We have a fully engaged board, an exceptional management team and a strong corporate culture
We want to be a standard–bearer in the industry when it comes to meeting the heightened standards demanded by our regulators — and not just because it’s required but because we think it’s the right thing to do for our shareholders, clients, employees and communities. And we want to do this across all measures — from our controls to board governance, the cultivating of a strong culture and how we are fighting cyber attacks to how we treat our clients. It starts at the top — with the Board of Directors.
Your Board is fully engaged in all critical matters
The entire Board is fully engaged in the affairs of the company. Board members are fully engaged in the company, from setting the agenda of the Board meetings to reviewing strategy and demanding strong controls to determining CEO compensation and succession planning. Board members also are increasingly engaged in regulatory and shareholder affairs. Several of the Board members meet regularly with our key regulators and major shareholders.
Management succession planning is a priority of the Board. Regarding succession planning, the Board always must be prepared for the “hit–by–the–bus” scenario (which, of course, is not my preference), but ongoing succession planning for the medium and long term is the highest priority of the Board. Importantly, our Board members have complete access to and relationships with the key senior people and continually interact with them, both formally and informally. Both the Board members and I believe that, under all scenarios, this company has several capable potential successors.
The full Board meets without the CEO at every Board meeting. Going way back to Bank One’s Board more than a decade ago and before it was mandated, the Board would meet without the CEO (that’s me) because we all thought it was best for Board members to have an open conversation about the CEO and the company without feeling any pressure. The Board continues that practice today. New rules mandate that directors meet at least once a year without the CEO — yet our Board does so at every Board meeting; i.e., eight times a year. And usually at the end of the session, the Lead Director comes to see me to give feedback and guidance about what the Board is thinking and what it wants.

**Task requirements**
1) Rewrite the passage on the Board starting at the sentence containing "We have a fully" and ending after "Board of Directors.", substituting "investors" for each instance of "shareholders".
2) In one to three sentences, explain why the Board has met without the CEO, according to the passage on the Board.
3) List every group that the passage on the Board says meeting heightened regulatory standards is the right thing to do for.
The rows that come next have no connection to the passage on the Board.

**Records**
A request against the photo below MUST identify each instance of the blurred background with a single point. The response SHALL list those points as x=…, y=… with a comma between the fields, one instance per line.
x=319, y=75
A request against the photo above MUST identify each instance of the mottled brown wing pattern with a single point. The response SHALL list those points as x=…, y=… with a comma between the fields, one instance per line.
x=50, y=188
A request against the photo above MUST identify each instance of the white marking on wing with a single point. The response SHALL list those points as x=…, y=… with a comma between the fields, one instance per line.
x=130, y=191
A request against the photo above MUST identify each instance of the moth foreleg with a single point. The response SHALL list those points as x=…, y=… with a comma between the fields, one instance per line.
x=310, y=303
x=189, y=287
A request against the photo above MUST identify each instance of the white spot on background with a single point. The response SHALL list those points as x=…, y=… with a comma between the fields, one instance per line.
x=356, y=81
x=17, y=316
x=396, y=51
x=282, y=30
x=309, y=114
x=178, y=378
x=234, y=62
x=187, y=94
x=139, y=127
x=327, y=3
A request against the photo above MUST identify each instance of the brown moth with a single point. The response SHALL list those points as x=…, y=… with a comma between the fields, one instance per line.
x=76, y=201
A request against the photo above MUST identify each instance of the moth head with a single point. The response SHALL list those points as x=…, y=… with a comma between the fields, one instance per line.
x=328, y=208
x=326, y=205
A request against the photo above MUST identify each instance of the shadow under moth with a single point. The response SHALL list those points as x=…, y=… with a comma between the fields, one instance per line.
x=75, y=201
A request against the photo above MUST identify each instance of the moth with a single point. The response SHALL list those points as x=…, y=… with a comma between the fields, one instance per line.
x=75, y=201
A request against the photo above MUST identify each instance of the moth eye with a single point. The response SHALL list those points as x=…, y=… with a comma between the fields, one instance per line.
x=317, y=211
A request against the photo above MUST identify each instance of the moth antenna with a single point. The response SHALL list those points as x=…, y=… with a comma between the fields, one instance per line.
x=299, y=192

**The solutions**
1)
We have a fully engaged board, an exceptional management team and a strong corporate culture
We want to be a standard–bearer in the industry when it comes to meeting the heightened standards demanded by our regulators — and not just because it’s required but because we think it’s the right thing to do for our investors, clients, employees and communities. And we want to do this across all measures — from our controls to board governance, the cultivating of a strong culture and how we are fighting cyber attacks to how we treat our clients. It starts at the top — with the Board of Directors.

2) The Board meets without the CEO because its members believed it was best to be able to talk openly about the CEO and the company without feeling any pressure.

3)
- Shareholders
- Clients
- Employees
- Communities